(Point-per-instance localization data)
______

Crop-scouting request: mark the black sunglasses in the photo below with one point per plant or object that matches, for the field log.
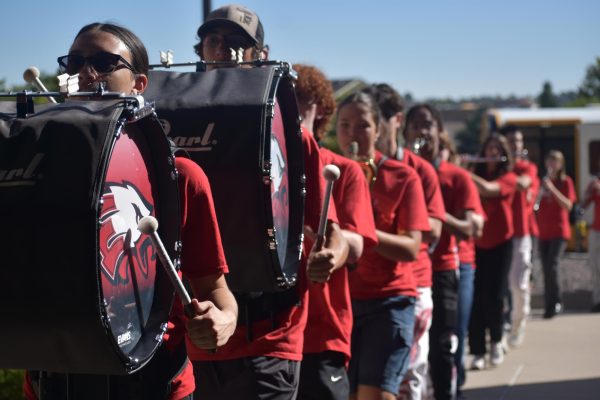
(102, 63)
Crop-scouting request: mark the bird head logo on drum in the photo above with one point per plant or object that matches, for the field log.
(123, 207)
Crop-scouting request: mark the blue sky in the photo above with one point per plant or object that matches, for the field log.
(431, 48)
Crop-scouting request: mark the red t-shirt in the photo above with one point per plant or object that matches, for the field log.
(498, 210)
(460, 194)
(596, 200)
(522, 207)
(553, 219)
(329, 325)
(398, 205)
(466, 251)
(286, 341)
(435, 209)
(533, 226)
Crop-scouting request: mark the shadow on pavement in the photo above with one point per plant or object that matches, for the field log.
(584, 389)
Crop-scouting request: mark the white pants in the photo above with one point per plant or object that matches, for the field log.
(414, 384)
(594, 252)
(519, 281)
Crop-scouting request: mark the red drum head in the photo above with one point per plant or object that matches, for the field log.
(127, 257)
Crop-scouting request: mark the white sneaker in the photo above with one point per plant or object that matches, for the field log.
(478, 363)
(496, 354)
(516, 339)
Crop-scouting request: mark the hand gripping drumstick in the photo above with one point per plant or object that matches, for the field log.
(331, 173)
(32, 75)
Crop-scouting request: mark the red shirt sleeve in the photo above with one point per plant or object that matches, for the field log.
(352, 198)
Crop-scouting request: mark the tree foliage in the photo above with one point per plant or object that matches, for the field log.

______

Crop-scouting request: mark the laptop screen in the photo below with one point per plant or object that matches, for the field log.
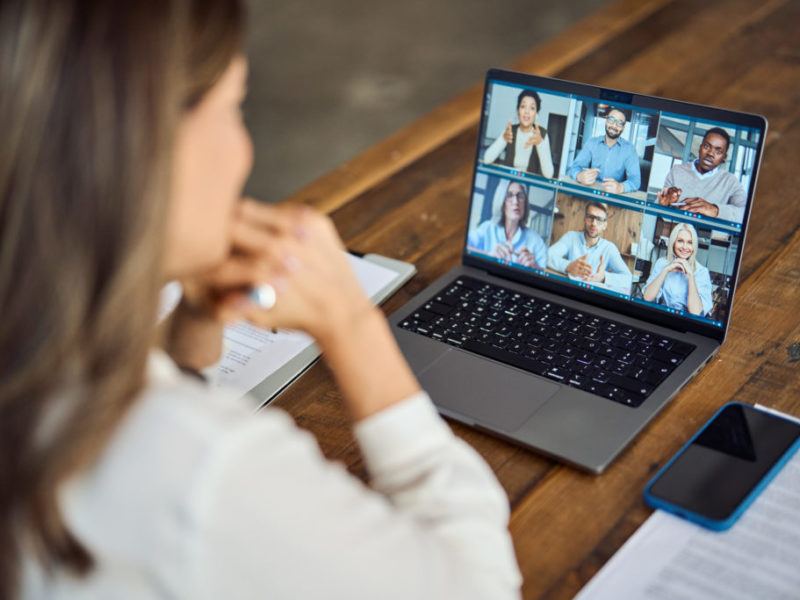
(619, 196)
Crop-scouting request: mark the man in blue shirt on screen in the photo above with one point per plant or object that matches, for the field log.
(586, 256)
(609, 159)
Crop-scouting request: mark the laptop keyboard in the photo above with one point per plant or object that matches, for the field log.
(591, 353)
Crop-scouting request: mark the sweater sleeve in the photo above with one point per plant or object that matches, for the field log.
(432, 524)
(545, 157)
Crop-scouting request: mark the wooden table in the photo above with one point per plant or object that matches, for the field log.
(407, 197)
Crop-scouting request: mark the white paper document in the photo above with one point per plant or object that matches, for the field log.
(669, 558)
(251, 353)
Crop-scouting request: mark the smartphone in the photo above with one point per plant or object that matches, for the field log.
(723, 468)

______

## WHAT YOU SHOULD DO
From the records above, transcribe exactly the lines starting at the one containing "Crop-scouting request: mark the black" and ending at the one containing "Crop-scouting request: mark the tree". Skip the pictures.

## FINISHED TASK
Crop-scouting request: mark the black sunglasses in the photo below with one point per plant or object that matches, for the field log.
(102, 63)
Crop-scouting request: mark the bird head logo on drum in the photo above with one point per plant or object that matches, for the field log.
(123, 207)
Crop-scouting request: mark the blue sky in the photo above with one point per plant or object that matches, for the field log.
(431, 48)
Crop-scouting request: mark the red t-shirt in the photo above with one point per plant or object that matches, for the field log.
(498, 210)
(460, 194)
(596, 200)
(522, 207)
(553, 219)
(329, 325)
(398, 205)
(466, 251)
(286, 341)
(435, 209)
(533, 226)
Crop-scouting request: mark the shadow on pavement in the photo above with one point per plant or object that matches, for the field log.
(584, 389)
Crop-scouting request: mark the white pants in the photo above with one point per plant or object that matches, for the field log.
(414, 384)
(594, 252)
(519, 281)
Crop-scouting request: mark the red drum head in the photo above with one point per plant or object that matches, for the field log.
(127, 257)
Crop-scouting request: mark the white sneaker in the photo above with one point per plant or object that matches, for the field log.
(478, 363)
(496, 354)
(516, 339)
Crop-scouting request: mark the hand gripping drumstick in the photo above with one point per plant or object that matches, for the field log.
(331, 173)
(32, 75)
Crop-scouting request: mark the red shirt sleeve in the photo above with one point per plant or object that matches, for the field log.
(352, 198)
Crop-scouting request: mark the tree foliage in the photo above with one point per plant or object that matches, for the field log.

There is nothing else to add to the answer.